═══ The input

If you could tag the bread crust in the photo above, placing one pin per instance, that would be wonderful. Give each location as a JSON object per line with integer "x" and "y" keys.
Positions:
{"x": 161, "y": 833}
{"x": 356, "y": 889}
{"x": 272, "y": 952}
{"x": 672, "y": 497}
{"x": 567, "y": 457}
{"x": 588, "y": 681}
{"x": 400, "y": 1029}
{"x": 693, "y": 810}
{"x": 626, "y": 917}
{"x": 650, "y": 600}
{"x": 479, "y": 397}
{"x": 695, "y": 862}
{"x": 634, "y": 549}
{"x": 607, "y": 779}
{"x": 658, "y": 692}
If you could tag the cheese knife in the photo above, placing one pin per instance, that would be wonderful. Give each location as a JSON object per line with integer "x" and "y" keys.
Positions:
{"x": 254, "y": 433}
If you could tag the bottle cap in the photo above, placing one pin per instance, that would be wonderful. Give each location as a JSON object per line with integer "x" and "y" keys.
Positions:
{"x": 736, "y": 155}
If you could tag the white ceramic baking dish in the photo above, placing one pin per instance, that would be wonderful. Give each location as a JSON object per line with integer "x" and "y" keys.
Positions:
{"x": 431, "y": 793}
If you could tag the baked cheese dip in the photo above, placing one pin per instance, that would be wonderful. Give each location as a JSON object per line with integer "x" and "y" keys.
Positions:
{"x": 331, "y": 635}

══════

Goal> Put the entries above into a two-column CSV with the headers "request" and "answer," writing one row per entry. Place each request's text and its full answer in separate quoted fields, and replace any line breaks with spaces.

Written solution>
request,answer
"If you could tag the bread crust in the photo above, placing one pin per instance, that would be wonderful. Give each location as a JSON object per line with integer ""x"" and ""y"" keys. Positions:","{""x"": 161, ""y"": 833} {""x"": 356, ""y"": 889} {""x"": 272, ""y"": 952} {""x"": 672, ""y"": 497} {""x"": 567, ""y"": 457} {""x"": 588, ""y"": 681} {""x"": 400, ""y"": 1029} {""x"": 693, ""y"": 810} {""x"": 626, ""y"": 917} {""x"": 650, ""y"": 600} {""x"": 479, ""y"": 397} {""x"": 695, ""y"": 862} {""x"": 634, ""y"": 549} {""x"": 607, ""y"": 779} {""x"": 658, ""y"": 692}"
"If you could tag the cheese knife in the photo above, placing one pin per instance, that would be wonderful. Give each location as a JSON object per line with integer ""x"" and ""y"" keys. Positions:","{""x"": 254, ""y"": 433}"
"If you could tag the bottle cap in the photo above, placing one pin per instance, that would be wonderful. Give each location as a JSON object per line with integer ""x"" and ""y"" keys. Positions:","{""x"": 736, ""y"": 155}"
"If you could tag the white ceramic baking dish in the photo above, placing one pin per instance, that would be wonderful. Give each location as a JSON object per line with integer ""x"" and ""y"" keys. Positions:","{""x"": 431, ""y"": 793}"
"If you could tag the baked cheese dip in the photo above, placing one pin per instance, that would be wonderful. Give each location as a JSON object per line with integer ""x"" and ""y"" keys. Positions:","{""x"": 331, ""y"": 635}"